DIRECTIVE A
List every line in the rows that includes the word "pickup".

EXCERPT
<<<<

This year was about taking Cardano’s training wheels off

Looking back on 2020, very few projects have managed to evolve as much as Cardano did. The ambitious third-generation blockchain developed by IOHK has slowly been breaking into the mainstream this year, mostly thanks to the launch of Shelley, its staking era. But while it might seem like Cardano’s rapid rise in 2020 came out of nowhere, Charles Hoskinson, the CEO of IOHK, said the project was a result of five years of development.

Since it was created in 2015, every year has been amazing for Cardano, Hoskinson said in his latest YouTube video. Both IOHK and the Cardano community grew from just a handful of people to an enormous group of people scattered around the world, all working towards the same goal. This year, was especially significant for Cardano as it really marked the beginning of rapid global growth—the project now has over 1,200 stake pools, hundreds of thousands of users, and partnerships with hundreds of companies and institutions.

However, despite the huge significance 2020 had for Cardano, 2021 will be the year the project will truly shine, Hoskinson said.

Next year will be all about harnessing the power of the community that gathered around the project in the last few years.

“When we look to beyond March 2021, many things will change,” he said in the video. “So we have to have training wheels.”

Luckily, the company has experience with training wheels, with Hoskinson frequently saying that Cardano wouldn’t be where it is today if they didn’t spend months reviewing the project in various testnets. After Shelley launched, the company learned that you have to have a gradual handover with an educational component in order to have a successful launch.

Adding an education component to any launch has a very serious consequence, though—opinions.

>>>>

EXERCISE INPUTS
<<<<

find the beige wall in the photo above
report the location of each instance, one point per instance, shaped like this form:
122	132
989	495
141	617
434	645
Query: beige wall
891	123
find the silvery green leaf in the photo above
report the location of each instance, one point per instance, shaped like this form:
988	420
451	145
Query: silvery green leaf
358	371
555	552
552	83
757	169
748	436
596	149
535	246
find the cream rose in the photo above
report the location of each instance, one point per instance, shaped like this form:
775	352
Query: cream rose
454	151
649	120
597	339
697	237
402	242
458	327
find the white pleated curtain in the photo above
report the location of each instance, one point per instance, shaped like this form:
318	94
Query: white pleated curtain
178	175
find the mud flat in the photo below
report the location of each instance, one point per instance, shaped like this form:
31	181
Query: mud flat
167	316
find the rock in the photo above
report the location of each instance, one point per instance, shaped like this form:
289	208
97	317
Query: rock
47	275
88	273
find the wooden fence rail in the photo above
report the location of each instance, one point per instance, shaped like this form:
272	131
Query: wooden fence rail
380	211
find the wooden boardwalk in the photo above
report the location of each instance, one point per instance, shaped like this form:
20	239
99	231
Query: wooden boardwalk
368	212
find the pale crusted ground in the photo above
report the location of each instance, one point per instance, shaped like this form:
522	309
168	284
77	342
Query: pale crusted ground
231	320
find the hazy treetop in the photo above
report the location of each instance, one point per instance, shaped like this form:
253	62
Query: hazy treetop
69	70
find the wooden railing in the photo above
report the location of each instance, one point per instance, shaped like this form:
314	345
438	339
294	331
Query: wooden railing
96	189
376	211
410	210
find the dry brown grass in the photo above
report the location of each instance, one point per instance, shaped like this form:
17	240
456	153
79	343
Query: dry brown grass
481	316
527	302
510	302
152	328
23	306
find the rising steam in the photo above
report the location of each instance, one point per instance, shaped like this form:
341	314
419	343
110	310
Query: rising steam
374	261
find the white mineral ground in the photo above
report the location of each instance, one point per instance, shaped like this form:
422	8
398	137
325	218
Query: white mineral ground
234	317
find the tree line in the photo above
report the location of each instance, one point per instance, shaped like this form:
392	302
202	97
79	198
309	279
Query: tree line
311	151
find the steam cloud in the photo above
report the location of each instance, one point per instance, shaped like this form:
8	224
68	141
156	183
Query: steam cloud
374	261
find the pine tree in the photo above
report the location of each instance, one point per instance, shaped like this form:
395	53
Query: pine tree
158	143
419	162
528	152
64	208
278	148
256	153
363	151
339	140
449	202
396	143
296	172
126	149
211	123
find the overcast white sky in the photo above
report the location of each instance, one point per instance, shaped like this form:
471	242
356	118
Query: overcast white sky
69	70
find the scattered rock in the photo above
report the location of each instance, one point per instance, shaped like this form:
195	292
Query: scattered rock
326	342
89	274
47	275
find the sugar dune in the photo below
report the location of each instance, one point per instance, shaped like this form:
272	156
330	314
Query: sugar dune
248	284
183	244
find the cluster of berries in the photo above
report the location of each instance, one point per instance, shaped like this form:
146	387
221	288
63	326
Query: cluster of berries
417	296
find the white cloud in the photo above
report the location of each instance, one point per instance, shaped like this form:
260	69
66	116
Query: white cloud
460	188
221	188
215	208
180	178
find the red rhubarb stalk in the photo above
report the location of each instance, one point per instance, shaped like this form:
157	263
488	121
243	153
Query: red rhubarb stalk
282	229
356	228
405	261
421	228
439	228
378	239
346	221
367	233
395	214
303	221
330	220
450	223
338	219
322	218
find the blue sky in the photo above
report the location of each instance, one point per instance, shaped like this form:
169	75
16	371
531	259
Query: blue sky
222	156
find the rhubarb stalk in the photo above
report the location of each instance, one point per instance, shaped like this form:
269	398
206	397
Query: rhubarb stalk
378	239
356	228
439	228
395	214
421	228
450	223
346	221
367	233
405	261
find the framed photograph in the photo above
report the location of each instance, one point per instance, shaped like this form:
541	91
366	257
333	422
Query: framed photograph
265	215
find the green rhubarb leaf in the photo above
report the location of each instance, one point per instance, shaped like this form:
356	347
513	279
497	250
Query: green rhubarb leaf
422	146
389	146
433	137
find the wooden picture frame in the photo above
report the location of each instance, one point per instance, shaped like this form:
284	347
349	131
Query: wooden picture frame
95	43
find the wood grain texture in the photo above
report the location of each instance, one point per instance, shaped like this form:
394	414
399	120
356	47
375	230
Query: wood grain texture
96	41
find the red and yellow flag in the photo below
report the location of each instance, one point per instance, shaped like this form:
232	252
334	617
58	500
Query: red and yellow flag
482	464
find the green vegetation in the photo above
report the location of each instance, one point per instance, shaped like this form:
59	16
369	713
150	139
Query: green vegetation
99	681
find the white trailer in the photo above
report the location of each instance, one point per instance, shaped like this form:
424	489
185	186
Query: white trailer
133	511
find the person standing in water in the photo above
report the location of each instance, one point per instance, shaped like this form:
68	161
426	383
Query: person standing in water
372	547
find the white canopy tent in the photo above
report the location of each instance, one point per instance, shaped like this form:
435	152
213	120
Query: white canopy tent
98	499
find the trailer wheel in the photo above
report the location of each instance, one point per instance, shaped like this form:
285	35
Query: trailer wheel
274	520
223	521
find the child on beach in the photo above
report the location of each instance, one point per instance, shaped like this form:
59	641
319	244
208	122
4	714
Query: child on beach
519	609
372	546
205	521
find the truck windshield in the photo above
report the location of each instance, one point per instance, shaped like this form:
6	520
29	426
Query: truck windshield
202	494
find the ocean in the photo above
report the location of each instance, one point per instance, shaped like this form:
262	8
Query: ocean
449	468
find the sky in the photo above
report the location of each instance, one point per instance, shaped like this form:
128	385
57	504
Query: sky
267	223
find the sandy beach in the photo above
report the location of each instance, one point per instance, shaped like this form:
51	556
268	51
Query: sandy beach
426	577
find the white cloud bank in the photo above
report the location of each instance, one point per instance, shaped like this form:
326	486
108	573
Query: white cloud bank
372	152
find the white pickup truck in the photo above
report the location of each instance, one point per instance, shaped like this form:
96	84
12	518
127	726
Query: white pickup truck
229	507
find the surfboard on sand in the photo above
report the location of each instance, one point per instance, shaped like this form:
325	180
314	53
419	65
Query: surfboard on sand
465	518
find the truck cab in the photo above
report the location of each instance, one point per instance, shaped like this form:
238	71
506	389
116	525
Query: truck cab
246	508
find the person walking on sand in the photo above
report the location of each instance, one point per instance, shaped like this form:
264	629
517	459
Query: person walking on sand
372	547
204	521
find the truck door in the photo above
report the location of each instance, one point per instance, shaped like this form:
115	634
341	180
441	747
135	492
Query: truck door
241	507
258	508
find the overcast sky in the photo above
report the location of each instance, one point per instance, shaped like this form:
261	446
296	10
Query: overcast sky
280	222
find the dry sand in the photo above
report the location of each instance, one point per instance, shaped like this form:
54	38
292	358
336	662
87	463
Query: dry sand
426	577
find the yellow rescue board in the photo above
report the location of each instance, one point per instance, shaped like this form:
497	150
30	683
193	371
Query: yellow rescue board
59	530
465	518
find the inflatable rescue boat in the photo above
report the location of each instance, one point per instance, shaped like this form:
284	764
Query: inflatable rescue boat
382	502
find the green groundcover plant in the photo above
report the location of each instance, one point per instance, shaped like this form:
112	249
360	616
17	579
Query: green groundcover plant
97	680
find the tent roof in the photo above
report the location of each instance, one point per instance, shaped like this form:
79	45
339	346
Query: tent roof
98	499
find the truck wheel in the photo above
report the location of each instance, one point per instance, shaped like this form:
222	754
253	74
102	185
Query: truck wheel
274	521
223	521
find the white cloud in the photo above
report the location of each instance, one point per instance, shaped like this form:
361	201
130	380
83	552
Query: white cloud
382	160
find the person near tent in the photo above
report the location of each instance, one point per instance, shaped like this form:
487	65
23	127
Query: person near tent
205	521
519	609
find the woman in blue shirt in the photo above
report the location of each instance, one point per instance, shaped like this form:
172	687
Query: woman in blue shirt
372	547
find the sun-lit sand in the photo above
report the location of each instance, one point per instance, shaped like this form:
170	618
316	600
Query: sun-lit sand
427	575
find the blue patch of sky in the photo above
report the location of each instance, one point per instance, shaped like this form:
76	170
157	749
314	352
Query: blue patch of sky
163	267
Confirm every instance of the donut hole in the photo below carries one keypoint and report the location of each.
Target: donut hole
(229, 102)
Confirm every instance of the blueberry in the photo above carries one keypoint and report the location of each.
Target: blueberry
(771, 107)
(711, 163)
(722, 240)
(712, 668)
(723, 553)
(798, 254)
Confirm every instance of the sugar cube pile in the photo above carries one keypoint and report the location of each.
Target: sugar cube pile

>>>>

DIRECTIVE B
The excerpt about Cardano gives several measures of the project's growth. List each one.

FULL SOLUTION A
find the white pickup truck in the photo above
Query: white pickup truck

FULL SOLUTION B
- Over 1,200 stake pools
- Hundreds of thousands of users
- Partnerships with hundreds of companies and institutions